Document passage:
When Marines Land With No Welcome Mat

A Caribbean island lived off smuggling for decades. When the US built a patrol station, locals wondered why

In 72 years on the tiny Caribbean island of Petite Martinique, Theodora King had never seen a policeman on patrol.

Her fellow villagers, estimated liberally at 800, will tell you that there's no need - no one on the island, part of Grenada, has ever been arrested for a serious crime.

"Everyone lives peacefully on this sweet little island," Ms. King says. "Of course, we always have our little misunderstandings. We work them out ourselves."

That was before the United States gave the island a brand new police and coast guard station, a security gift built by the US Marines that has ironically left some Petite Martiniquers fearful for their future.

A battalion of 100 marines landed in Petite Martinique this spring as part of CARIB '97, an annual US training exercises that often simultaneously provide aid to the host Caribbean nations. Although drug interdiction is not put forward as the chief purpose of the base, the facility fills a security gap on Grenada's northern flank.

Data records:
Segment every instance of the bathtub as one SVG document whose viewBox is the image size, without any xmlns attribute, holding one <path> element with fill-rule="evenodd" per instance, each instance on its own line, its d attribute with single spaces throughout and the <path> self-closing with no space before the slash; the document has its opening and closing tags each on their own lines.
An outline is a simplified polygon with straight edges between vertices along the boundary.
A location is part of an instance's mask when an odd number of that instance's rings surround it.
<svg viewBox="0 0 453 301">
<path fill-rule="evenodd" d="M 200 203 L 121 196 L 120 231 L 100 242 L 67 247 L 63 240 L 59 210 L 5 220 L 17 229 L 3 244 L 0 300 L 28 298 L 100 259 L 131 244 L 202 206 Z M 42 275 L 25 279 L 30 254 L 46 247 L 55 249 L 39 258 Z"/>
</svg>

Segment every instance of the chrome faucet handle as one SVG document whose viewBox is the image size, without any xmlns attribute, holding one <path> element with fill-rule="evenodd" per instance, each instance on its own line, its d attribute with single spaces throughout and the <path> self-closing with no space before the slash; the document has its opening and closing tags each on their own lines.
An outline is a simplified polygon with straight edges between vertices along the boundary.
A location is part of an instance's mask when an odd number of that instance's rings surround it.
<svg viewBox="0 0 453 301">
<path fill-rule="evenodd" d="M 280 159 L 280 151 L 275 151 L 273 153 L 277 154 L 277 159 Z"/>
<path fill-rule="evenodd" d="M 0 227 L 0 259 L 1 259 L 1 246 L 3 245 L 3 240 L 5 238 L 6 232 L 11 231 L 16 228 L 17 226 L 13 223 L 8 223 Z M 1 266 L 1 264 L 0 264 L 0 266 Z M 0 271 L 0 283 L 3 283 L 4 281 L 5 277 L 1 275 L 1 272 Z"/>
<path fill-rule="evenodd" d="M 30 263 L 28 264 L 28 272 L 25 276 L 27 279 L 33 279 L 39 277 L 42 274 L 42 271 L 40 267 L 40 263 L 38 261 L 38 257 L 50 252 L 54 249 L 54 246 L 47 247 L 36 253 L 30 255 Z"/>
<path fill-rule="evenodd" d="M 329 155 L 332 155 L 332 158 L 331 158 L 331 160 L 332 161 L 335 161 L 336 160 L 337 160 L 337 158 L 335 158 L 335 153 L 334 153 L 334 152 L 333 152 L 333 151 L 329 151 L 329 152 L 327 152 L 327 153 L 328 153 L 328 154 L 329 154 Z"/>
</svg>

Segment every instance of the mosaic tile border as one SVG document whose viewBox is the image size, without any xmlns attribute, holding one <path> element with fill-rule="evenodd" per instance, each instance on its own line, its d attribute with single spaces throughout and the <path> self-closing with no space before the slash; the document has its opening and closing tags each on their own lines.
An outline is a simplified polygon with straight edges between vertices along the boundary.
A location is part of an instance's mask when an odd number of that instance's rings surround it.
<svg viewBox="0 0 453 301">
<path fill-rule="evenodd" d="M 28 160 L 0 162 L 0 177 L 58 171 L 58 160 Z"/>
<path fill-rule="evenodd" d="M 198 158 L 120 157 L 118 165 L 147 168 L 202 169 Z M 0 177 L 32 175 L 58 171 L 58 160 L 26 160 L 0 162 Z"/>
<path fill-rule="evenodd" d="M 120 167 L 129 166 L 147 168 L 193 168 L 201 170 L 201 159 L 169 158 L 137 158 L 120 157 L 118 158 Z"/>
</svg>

Problem 1: In the article about Petite Martinique, how many marines landed on the island this spring?
Problem 2: Render this sentence from the article about Petite Martinique in Spanish: "In 72 years on the tiny Caribbean island of Petite Martinique, Theodora King had never seen a policeman on patrol."
Problem 3: Pick up the article about Petite Martinique after its final sentence and carry it forward.

Reply 1: A battalion of 100 marines landed there.

Reply 2: En 72 años en la diminuta isla caribeña de Petite Martinique, Theodora King nunca había visto a un policía patrullando.

Reply 3:
Perched on a promontory near the village center, the base has a projected 12-person crew that will be able to keep an eye on boats plying the Grenadines. That's where boats from Petite Martinique pass, doing what they have done for generations. The islanders call it "barter trade." The Grenadian government calls it smuggling.

Unabashedly, residents say the island economy depends on trading in contraband. It always has, says Michael Caesar, de facto village leader. Mr. Caesar explains that most of the islanders are fishermen. They sell their catches to relatives with larger boats, who take the fish north to Martinique. There, they sell the fish and fill their empty hulls with beer, cigarettes, furniture, and appliances - anything they can trade on the trip home. Dodging hefty Grenadian duties yields a comfortable living for Petite Martiniquers.

"From before my father's days, contraband was a normal thing," Caesar says. "In the old days, [British] colonial authorities looked the other way, because it was the people's only means of survival. The people who are doing these things don't see it as illegal."

Grenadian Prime Minister Keith Mitchell does, however. His cash-strapped treasury wants the unpaid tariff revenues. He has also made interdiction of illegal drugs his No. 1 priority.

But islanders say their boats are drug-free. If someone on the island was smuggling illegal drugs, "everyone would know," says islander Brian Clement. "We don't allow those kinds of things."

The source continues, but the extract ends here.